━━━ Exercise inputs ━━━
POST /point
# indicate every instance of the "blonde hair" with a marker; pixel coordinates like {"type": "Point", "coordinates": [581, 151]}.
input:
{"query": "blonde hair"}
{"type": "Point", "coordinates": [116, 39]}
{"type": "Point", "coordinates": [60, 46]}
━━━
• **Exercise description**
Copy the listing above word for word, with no changes.

• **Answer to this exercise**
POST /point
# indicate every instance of the "blonde hair" with a marker; pixel coordinates like {"type": "Point", "coordinates": [581, 151]}.
input:
{"query": "blonde hair"}
{"type": "Point", "coordinates": [116, 39]}
{"type": "Point", "coordinates": [60, 46]}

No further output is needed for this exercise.